What you have to do - Beginning with the line that has "Task: Q: Indicate the road", please write out the remaining lines of the material exactly, the last one included.

Material shown -
◇ ◇ ◇ ◇ ◇ ◇ ◇

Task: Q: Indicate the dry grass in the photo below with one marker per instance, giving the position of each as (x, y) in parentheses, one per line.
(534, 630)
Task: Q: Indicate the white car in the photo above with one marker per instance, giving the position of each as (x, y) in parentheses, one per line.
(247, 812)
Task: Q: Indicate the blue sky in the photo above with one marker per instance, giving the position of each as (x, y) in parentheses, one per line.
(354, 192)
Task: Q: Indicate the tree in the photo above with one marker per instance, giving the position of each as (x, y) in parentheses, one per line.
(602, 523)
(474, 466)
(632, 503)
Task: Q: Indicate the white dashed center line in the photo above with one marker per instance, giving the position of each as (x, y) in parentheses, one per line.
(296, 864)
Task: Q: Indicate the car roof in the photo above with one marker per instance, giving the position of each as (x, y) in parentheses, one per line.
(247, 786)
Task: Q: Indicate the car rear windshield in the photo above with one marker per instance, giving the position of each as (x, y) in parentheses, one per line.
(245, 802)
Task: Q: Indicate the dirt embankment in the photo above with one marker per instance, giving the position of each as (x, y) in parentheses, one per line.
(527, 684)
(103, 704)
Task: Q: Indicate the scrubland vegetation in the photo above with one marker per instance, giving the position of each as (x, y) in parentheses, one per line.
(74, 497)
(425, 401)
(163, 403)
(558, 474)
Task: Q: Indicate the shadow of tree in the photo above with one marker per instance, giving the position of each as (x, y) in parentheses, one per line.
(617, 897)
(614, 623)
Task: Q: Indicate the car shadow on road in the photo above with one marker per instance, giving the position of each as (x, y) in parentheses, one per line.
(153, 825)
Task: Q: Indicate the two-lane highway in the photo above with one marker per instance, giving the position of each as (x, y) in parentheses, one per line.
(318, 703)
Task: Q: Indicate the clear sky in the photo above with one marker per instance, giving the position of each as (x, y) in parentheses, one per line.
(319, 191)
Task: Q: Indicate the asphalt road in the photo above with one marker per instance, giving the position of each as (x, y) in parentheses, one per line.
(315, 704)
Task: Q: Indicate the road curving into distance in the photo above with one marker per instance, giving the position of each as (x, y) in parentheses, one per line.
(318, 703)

◇ ◇ ◇ ◇ ◇ ◇ ◇

Expected output -
Task: Q: Indicate the road curving into distance in the photo above with one marker per instance, giving the position of each as (x, y) in parentheses, one per line.
(318, 703)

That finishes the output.